■ **练习说明**
请从包含“[tag] sandstone cliff”的那一行开始，一直到列表末尾，将这些行原样重新输入一遍，首尾两行都要包括在内。

■ **所示材料**

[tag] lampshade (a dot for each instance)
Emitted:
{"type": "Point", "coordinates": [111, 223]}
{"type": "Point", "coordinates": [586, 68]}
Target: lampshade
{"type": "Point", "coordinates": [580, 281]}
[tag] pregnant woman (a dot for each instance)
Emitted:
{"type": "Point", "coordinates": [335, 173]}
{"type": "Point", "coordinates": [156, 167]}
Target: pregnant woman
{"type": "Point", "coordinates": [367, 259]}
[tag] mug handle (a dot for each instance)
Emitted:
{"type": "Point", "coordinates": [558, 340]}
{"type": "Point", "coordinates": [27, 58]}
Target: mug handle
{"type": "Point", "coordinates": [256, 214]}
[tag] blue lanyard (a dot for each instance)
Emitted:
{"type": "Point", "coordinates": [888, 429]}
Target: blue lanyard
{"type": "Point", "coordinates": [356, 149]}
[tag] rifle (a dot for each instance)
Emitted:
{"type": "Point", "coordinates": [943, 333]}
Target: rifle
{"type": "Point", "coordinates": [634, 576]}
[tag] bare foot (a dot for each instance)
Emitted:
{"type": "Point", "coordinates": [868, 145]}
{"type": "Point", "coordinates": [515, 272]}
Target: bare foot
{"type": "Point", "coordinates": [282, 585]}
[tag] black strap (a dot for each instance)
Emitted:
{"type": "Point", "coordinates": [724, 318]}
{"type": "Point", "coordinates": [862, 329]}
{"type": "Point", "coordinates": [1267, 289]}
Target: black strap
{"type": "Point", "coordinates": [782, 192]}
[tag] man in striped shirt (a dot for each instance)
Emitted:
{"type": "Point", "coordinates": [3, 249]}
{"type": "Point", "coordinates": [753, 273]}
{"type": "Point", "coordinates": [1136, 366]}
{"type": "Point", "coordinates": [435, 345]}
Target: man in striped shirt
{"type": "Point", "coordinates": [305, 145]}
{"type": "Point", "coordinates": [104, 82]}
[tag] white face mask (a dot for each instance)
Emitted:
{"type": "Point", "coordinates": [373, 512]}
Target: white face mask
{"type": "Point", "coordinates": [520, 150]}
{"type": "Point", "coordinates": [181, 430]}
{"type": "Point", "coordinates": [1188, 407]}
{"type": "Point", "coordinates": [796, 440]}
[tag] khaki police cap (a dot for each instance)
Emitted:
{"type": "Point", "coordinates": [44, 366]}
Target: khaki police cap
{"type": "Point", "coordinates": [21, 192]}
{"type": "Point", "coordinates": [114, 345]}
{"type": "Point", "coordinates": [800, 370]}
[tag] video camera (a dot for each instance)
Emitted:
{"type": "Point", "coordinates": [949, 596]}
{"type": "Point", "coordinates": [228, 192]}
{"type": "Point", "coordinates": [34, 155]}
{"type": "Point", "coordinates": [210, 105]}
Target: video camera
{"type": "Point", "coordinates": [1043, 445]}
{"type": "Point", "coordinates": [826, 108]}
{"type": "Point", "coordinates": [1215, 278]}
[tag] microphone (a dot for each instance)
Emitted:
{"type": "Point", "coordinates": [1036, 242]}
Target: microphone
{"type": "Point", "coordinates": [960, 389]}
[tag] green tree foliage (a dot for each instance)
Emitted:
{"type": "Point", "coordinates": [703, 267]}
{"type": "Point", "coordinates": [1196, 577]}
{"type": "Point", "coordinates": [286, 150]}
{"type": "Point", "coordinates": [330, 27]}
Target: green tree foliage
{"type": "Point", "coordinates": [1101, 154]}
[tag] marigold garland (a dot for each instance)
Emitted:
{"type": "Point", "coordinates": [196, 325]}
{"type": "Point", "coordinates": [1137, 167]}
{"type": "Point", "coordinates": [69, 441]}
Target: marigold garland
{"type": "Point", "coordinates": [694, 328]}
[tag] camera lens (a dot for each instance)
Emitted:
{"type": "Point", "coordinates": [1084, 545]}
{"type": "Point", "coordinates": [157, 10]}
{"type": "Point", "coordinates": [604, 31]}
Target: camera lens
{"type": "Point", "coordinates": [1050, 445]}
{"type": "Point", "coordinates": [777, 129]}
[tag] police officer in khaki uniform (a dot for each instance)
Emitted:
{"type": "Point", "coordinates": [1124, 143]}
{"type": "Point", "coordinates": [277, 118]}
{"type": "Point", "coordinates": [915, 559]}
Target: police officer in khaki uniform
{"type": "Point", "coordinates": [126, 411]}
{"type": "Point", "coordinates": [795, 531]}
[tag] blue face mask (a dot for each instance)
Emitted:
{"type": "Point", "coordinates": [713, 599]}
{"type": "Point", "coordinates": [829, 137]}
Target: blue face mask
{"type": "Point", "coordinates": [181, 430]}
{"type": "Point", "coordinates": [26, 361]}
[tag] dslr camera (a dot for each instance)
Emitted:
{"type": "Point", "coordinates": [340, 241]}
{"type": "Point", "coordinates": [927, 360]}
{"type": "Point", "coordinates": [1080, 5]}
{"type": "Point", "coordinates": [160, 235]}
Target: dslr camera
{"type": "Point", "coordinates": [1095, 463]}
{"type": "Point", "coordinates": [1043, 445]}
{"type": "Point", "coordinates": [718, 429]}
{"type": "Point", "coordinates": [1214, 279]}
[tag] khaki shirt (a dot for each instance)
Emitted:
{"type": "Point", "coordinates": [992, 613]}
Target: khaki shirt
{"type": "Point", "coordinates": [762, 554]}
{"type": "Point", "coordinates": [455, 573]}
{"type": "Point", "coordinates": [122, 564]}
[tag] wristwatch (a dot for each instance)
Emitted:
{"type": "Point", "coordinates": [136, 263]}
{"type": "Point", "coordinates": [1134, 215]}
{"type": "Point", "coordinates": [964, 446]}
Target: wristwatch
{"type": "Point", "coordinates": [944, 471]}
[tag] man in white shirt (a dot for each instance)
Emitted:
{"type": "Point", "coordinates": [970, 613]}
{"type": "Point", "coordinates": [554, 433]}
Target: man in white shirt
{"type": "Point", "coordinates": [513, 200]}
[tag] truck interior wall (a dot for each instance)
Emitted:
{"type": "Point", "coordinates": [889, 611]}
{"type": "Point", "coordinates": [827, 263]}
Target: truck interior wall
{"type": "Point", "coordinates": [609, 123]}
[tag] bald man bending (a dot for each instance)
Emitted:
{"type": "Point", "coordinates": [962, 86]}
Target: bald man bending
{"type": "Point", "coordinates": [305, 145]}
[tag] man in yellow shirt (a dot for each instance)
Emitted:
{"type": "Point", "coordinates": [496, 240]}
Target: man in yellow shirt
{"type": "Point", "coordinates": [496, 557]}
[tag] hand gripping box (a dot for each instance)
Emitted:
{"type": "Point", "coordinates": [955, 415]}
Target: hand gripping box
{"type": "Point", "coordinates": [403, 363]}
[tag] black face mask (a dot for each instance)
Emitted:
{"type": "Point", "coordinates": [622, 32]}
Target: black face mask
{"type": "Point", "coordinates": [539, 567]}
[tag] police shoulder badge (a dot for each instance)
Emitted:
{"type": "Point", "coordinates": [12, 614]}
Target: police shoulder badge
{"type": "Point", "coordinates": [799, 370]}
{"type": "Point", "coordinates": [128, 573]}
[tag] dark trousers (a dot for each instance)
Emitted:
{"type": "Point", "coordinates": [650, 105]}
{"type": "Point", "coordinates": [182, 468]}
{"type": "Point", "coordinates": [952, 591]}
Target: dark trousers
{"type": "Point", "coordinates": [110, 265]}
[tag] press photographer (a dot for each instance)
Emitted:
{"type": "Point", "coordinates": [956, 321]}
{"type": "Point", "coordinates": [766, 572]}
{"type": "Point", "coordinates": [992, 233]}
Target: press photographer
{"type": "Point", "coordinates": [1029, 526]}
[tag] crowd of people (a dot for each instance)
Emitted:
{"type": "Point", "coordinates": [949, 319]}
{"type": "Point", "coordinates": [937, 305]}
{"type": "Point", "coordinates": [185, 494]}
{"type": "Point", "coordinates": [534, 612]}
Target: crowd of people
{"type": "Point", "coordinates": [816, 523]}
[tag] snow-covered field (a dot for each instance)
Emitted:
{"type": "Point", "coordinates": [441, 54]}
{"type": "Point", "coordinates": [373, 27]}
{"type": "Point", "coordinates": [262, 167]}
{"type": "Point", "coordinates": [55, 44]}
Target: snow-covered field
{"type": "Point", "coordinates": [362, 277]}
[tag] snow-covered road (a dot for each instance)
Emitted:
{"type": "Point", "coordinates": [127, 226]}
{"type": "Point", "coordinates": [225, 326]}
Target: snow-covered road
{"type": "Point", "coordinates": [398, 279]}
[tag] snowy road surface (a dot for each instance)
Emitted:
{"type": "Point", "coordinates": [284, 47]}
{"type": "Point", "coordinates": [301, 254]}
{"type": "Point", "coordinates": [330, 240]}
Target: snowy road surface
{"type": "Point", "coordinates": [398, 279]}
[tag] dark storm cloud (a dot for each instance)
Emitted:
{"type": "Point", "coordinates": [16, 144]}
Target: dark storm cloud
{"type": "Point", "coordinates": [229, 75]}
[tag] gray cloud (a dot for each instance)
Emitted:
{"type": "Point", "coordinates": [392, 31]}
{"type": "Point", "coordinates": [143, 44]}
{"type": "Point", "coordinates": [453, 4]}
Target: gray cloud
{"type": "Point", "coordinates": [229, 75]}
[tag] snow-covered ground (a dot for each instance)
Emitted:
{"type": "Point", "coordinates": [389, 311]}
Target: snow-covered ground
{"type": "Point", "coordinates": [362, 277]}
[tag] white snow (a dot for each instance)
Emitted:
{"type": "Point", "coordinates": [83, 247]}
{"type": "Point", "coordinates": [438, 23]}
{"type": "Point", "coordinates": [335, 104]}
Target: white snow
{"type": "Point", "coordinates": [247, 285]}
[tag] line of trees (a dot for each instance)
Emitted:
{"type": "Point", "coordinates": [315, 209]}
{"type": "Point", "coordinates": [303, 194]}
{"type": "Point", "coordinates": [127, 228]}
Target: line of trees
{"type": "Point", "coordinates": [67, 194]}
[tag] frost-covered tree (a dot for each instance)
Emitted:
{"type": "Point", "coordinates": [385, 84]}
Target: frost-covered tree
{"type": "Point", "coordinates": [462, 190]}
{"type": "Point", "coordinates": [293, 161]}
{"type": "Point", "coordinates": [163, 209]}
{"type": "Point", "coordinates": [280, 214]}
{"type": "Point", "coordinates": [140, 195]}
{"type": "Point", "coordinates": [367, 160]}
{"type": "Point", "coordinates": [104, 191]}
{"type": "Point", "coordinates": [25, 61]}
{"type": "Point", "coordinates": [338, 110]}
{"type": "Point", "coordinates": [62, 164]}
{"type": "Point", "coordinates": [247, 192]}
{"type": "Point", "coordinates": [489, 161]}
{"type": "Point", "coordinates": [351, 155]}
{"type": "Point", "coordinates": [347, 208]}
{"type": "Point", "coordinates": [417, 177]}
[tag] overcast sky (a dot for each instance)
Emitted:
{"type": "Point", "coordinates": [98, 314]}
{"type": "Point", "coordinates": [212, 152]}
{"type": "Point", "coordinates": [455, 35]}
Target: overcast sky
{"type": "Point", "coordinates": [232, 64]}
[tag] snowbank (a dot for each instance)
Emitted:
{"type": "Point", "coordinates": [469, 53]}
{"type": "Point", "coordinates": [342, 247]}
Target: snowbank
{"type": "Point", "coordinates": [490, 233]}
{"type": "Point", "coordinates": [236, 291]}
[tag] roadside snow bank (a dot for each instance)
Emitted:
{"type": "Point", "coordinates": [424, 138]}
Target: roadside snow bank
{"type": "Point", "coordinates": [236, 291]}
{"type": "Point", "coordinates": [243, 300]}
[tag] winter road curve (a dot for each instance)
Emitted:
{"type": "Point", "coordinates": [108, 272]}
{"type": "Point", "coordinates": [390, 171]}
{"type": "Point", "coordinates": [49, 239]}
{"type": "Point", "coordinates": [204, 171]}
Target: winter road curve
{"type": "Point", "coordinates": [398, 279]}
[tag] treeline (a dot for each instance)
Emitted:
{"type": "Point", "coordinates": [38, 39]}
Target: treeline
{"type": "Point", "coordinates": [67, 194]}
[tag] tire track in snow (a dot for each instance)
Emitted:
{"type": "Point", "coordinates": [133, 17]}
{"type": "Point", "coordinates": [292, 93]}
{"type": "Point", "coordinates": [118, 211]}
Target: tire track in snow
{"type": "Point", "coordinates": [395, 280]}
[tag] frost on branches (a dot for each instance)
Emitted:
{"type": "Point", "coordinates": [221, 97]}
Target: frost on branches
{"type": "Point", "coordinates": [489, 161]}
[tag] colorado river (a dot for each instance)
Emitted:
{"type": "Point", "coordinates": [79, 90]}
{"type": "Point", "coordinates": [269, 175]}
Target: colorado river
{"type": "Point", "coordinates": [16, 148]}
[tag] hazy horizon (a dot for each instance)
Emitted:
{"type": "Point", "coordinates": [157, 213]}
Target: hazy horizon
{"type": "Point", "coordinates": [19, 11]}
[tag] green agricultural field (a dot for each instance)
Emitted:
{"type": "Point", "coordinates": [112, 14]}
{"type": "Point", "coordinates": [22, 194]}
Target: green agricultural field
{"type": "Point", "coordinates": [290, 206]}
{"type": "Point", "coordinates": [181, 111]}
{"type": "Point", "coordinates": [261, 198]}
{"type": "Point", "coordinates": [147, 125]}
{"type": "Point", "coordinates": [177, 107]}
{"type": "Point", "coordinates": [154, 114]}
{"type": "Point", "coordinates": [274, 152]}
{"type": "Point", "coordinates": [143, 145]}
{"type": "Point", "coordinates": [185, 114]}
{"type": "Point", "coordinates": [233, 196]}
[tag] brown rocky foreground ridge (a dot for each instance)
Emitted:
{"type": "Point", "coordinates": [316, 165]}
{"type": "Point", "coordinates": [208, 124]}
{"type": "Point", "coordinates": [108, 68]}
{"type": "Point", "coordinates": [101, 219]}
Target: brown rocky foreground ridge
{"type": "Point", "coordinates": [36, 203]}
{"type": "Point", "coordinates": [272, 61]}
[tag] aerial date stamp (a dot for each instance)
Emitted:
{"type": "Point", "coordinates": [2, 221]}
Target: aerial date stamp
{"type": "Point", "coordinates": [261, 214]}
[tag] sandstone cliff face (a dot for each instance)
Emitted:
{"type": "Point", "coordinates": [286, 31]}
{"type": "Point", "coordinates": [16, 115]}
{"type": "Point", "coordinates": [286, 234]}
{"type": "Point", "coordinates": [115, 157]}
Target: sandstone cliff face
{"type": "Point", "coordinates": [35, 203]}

■ **练习作答**
[tag] sandstone cliff face (a dot for each instance)
Emitted:
{"type": "Point", "coordinates": [286, 31]}
{"type": "Point", "coordinates": [16, 115]}
{"type": "Point", "coordinates": [286, 234]}
{"type": "Point", "coordinates": [115, 157]}
Target: sandstone cliff face
{"type": "Point", "coordinates": [35, 203]}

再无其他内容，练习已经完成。